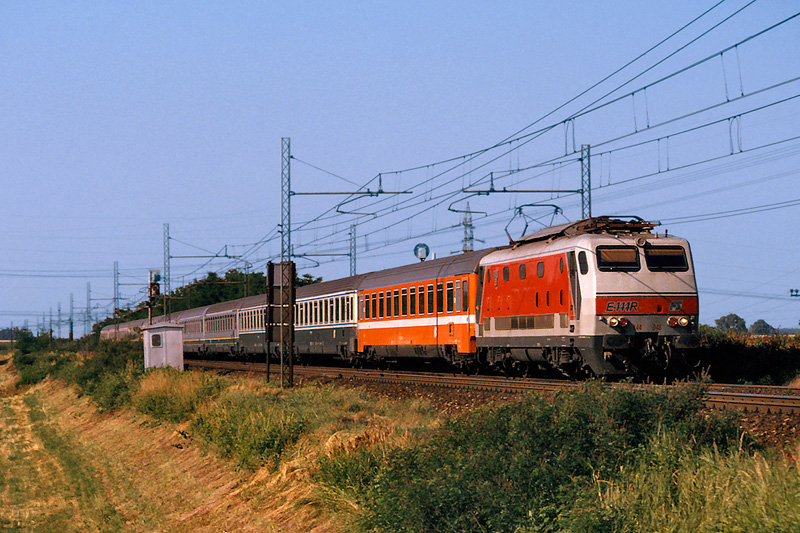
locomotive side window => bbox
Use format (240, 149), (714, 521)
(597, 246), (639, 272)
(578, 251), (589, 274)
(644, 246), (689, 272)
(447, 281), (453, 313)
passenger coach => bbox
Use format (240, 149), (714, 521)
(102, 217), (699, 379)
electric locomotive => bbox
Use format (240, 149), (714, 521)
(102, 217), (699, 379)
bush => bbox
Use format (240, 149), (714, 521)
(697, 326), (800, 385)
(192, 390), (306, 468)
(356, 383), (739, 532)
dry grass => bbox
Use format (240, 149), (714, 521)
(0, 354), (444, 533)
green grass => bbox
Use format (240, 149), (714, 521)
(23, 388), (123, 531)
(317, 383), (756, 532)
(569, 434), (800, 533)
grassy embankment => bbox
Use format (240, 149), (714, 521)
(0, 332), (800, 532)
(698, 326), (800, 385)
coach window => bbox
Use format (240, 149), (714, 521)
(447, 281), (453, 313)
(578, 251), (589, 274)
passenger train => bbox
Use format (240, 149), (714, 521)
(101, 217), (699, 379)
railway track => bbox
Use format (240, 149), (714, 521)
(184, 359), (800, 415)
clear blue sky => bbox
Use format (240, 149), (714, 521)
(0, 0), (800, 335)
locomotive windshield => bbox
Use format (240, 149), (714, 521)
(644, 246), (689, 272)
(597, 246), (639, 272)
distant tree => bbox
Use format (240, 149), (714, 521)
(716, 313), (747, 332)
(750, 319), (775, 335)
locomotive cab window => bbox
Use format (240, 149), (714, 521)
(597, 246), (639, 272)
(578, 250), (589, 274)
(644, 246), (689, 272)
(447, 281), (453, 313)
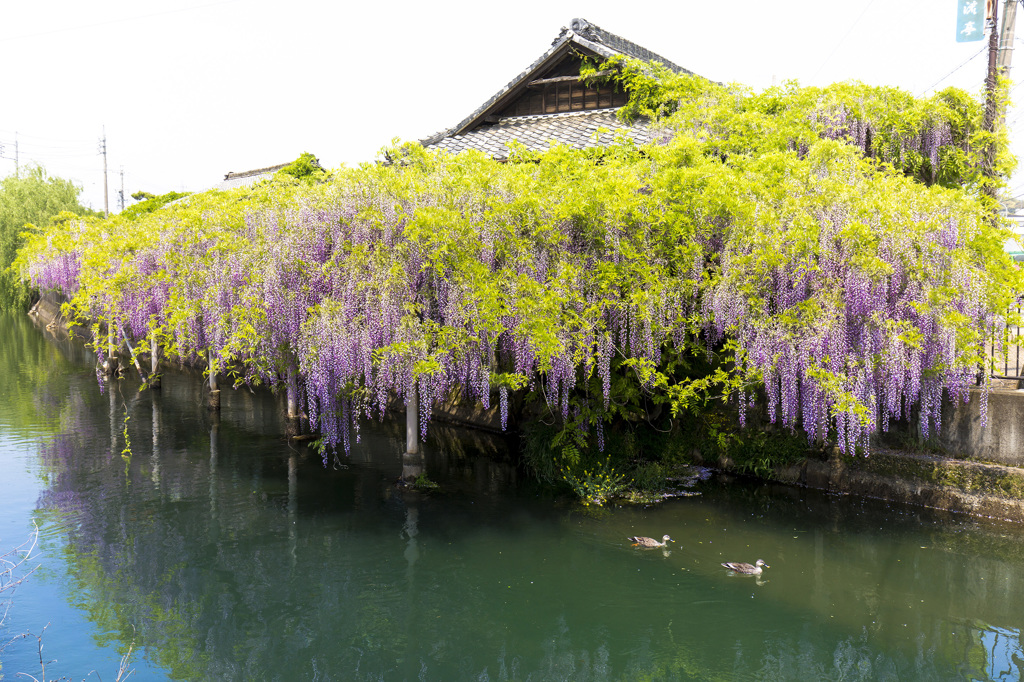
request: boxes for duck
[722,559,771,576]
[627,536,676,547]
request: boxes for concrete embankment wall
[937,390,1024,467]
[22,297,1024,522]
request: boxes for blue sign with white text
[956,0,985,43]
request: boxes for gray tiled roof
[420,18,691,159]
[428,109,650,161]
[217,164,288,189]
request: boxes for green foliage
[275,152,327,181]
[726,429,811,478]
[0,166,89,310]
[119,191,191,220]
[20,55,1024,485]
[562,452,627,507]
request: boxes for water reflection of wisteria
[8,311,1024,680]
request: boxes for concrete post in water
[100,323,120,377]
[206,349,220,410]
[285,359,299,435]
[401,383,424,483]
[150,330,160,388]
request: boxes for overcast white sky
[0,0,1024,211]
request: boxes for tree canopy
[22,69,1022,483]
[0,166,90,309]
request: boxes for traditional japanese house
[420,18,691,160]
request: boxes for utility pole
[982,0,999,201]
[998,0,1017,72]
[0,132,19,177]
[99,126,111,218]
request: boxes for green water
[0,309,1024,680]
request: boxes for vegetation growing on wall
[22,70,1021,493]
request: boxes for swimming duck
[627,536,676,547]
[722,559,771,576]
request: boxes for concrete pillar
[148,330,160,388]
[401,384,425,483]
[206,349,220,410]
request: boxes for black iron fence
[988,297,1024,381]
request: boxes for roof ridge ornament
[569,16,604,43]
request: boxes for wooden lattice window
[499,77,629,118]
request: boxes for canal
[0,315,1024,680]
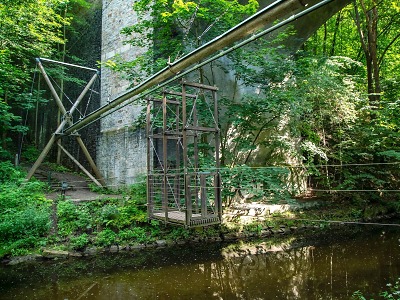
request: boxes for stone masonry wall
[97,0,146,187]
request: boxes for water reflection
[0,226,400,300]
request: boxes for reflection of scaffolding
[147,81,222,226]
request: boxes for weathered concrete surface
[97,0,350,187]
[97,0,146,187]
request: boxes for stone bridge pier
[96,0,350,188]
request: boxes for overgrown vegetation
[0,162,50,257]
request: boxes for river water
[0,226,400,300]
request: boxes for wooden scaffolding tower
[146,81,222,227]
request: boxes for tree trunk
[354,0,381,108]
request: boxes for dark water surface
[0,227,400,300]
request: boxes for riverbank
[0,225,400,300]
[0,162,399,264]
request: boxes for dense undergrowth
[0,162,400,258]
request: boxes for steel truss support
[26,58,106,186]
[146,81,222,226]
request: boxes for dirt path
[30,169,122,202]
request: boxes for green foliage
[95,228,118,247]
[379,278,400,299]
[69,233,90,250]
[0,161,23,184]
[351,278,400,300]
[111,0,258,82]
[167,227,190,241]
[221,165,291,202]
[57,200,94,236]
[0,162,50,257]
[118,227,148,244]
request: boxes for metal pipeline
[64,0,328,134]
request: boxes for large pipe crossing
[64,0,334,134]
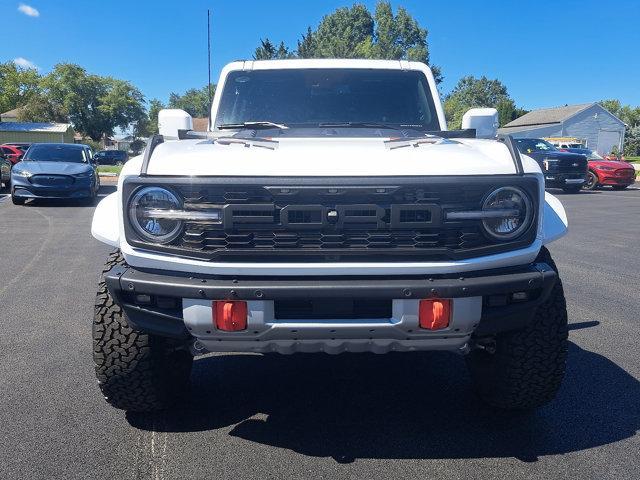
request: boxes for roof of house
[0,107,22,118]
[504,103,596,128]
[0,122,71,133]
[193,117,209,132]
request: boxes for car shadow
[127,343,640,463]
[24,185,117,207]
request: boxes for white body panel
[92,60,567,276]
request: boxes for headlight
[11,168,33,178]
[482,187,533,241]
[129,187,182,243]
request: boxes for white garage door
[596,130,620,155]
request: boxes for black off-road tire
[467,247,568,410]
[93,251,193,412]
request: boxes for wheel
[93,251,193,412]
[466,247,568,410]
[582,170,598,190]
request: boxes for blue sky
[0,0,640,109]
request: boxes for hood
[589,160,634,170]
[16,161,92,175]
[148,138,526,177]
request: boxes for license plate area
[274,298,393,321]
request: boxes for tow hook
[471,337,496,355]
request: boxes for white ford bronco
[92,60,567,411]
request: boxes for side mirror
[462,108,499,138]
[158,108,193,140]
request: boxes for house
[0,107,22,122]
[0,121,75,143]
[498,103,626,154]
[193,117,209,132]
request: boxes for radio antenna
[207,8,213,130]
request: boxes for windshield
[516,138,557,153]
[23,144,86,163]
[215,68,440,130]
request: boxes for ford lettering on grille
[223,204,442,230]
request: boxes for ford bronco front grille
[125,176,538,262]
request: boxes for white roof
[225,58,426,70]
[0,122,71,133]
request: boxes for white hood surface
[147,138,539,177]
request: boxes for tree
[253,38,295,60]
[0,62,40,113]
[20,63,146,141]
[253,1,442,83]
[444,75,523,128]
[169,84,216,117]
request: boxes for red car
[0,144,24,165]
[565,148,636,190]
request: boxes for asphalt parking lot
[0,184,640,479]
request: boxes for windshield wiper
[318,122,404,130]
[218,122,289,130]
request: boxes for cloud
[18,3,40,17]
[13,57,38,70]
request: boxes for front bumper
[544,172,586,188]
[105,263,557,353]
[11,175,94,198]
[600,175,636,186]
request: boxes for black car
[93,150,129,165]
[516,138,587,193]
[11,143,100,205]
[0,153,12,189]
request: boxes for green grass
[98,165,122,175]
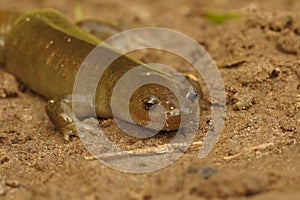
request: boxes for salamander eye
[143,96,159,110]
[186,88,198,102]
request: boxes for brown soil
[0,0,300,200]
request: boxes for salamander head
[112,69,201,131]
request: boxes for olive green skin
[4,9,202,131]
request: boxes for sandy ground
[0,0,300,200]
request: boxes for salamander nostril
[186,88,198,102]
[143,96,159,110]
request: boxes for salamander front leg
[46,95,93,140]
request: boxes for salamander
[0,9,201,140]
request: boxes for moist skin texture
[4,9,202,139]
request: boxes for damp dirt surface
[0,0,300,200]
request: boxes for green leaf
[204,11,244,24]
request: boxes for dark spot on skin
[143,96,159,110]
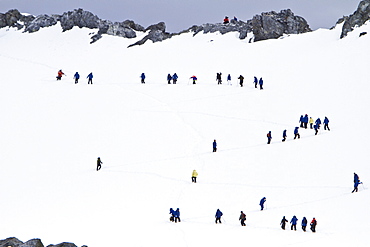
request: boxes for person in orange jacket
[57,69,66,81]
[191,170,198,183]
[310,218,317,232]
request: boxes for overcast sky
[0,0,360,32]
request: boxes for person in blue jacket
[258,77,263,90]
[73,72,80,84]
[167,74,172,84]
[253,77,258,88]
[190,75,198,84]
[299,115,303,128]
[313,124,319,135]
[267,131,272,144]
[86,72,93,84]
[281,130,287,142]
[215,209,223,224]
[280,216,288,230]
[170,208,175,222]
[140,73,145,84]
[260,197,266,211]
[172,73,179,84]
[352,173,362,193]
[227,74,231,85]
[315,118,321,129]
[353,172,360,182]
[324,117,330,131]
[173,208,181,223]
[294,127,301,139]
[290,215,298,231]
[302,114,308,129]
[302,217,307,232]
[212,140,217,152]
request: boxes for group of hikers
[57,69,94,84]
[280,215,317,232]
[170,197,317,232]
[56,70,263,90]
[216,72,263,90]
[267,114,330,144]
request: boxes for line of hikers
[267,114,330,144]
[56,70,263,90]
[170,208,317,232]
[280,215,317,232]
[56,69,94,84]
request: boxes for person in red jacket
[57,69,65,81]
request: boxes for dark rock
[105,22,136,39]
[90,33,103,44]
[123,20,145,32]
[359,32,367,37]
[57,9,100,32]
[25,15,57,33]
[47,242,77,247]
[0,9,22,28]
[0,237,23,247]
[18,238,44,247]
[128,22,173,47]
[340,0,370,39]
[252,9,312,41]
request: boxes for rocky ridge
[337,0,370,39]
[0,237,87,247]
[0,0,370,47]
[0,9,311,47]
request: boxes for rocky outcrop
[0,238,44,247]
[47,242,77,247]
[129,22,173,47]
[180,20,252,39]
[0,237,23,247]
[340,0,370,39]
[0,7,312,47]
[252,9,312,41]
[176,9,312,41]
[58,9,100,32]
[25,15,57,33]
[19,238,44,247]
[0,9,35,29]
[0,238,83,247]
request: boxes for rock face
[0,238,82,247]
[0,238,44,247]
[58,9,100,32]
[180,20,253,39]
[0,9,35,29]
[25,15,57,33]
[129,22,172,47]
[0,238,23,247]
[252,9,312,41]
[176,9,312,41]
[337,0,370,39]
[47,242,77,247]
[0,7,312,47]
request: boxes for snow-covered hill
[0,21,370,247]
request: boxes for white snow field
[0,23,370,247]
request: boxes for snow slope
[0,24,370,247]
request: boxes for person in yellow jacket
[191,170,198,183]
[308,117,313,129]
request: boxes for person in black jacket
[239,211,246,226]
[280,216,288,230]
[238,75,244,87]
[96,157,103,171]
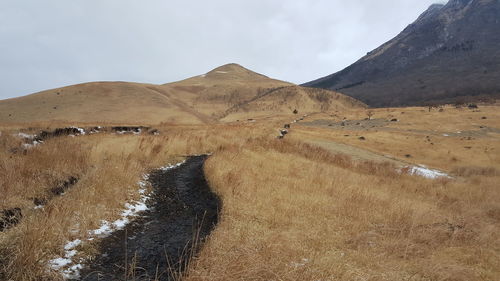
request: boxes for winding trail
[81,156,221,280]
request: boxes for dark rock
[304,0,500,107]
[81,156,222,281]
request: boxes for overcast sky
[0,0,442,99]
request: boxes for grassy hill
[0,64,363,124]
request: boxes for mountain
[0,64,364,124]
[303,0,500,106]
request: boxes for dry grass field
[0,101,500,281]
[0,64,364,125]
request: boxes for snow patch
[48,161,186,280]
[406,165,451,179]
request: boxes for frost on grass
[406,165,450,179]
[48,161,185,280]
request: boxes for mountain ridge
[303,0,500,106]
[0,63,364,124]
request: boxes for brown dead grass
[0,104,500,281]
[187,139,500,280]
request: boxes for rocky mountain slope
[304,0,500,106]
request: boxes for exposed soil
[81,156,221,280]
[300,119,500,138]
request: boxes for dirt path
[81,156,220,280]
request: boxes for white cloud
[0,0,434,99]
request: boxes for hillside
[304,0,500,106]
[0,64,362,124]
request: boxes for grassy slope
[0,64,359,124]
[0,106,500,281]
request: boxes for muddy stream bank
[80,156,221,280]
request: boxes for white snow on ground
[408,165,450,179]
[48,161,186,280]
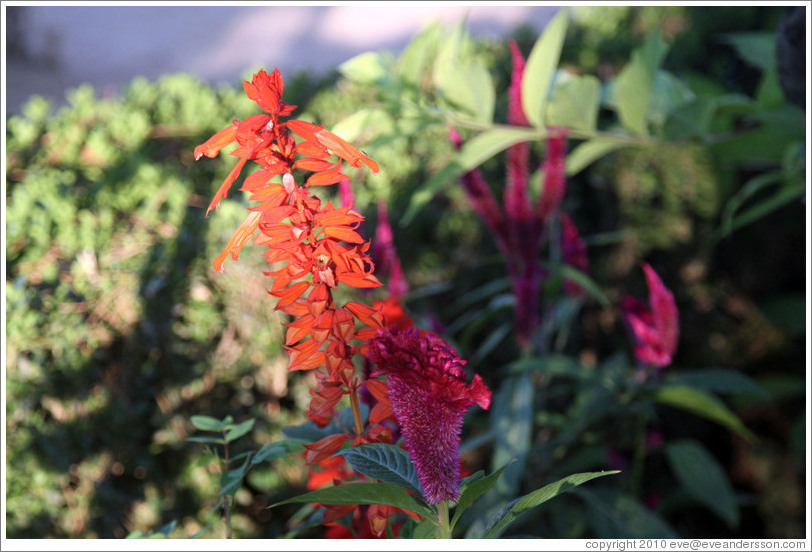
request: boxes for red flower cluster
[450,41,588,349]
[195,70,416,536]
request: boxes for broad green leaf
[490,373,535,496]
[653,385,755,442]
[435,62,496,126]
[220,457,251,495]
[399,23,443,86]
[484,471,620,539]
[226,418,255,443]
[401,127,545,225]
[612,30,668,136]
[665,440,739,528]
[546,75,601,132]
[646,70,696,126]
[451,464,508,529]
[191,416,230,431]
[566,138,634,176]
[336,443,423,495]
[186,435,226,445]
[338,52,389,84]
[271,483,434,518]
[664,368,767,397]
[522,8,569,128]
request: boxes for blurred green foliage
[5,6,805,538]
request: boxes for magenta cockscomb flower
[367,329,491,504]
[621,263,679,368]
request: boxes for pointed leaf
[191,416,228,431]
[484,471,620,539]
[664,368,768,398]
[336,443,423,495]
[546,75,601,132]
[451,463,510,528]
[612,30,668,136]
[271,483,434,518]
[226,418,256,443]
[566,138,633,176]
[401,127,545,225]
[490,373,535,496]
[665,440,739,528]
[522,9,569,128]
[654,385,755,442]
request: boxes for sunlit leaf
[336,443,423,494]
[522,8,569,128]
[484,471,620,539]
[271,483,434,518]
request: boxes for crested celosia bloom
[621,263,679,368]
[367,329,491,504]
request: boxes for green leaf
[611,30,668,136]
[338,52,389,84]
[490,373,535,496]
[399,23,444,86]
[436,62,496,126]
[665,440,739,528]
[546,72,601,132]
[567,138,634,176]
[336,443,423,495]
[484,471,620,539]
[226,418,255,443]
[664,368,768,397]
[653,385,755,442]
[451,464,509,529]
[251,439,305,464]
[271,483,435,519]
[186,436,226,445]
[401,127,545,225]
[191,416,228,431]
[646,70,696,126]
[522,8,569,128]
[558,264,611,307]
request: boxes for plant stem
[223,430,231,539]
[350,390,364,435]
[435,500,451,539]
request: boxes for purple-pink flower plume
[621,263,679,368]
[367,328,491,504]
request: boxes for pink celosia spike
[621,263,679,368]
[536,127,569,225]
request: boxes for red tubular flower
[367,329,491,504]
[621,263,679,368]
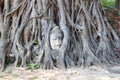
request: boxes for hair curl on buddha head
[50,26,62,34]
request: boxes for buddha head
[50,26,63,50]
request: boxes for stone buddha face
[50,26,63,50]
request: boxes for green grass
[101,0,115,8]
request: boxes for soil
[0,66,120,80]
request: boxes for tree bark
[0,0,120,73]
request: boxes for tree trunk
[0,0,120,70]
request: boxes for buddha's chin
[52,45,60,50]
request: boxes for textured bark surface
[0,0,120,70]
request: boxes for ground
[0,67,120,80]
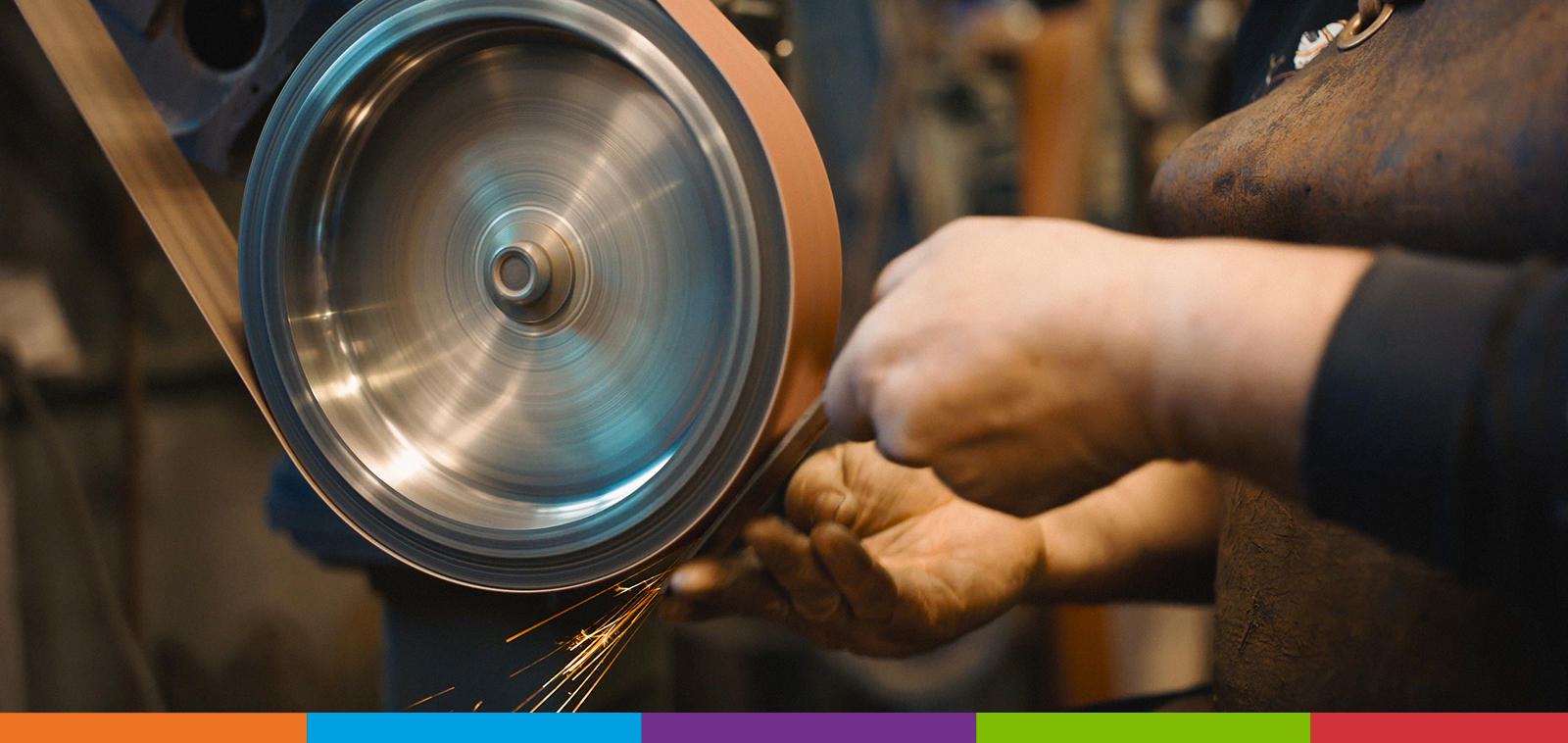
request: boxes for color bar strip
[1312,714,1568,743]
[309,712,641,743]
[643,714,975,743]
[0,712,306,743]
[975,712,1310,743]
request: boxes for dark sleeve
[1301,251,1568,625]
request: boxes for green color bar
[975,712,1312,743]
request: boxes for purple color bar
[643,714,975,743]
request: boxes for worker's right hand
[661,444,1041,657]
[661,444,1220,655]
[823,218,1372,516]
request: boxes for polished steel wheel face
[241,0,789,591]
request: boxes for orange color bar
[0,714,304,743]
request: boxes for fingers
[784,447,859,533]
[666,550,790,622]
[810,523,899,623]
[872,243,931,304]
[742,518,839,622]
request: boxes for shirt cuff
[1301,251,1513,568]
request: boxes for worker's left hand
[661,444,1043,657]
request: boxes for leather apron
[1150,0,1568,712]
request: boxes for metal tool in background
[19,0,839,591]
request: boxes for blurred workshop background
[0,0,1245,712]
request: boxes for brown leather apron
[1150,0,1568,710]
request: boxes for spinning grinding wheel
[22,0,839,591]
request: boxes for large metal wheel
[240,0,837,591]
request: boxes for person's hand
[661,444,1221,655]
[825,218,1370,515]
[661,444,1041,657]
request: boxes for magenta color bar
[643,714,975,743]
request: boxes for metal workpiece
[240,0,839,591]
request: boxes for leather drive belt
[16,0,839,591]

-*-*-

▶ [REQUIRED WORK]: Copy the stretch of the material above from the line containing "request: boxes for rocky outcrop" through the line containing "[48,161,185,280]", both included, reproducing each line unchanged and leaving out the pictures.

▶ [OUTPUT FOR THIS EXERCISE]:
request: boxes for rocky outcrop
[0,238,44,247]
[47,242,77,247]
[129,22,173,47]
[180,20,252,39]
[0,237,23,247]
[340,0,370,39]
[0,7,312,47]
[252,9,312,41]
[176,9,312,41]
[58,9,100,32]
[25,15,57,33]
[19,238,44,247]
[0,9,35,29]
[0,238,83,247]
request: boxes for rock face
[0,238,82,247]
[0,238,44,247]
[58,9,100,32]
[180,20,253,39]
[0,9,35,29]
[25,15,57,33]
[129,22,172,47]
[0,238,23,247]
[252,9,312,41]
[176,9,312,41]
[337,0,370,39]
[47,242,77,247]
[0,7,312,47]
request: boxes for snow-covered hill
[0,21,370,247]
request: boxes for white snow field
[0,23,370,247]
request: boxes for snow slope
[0,24,370,247]
request: boxes for person in yellow jacket
[191,170,198,183]
[308,117,313,129]
request: boxes for person in black jacket
[239,211,246,226]
[280,216,288,230]
[238,75,244,87]
[96,157,103,171]
request: boxes for winding trail
[81,156,221,280]
request: boxes for dark rock
[304,0,500,107]
[81,156,222,281]
request: boxes for overcast sky
[0,0,442,99]
request: boxes for grassy hill
[0,64,363,124]
request: boxes for mountain
[0,64,364,124]
[303,0,500,106]
request: boxes for dry grass field
[0,101,500,281]
[0,64,364,125]
request: boxes for snow patch
[48,161,186,280]
[406,165,451,179]
request: boxes for frost on grass
[406,165,450,179]
[48,161,185,280]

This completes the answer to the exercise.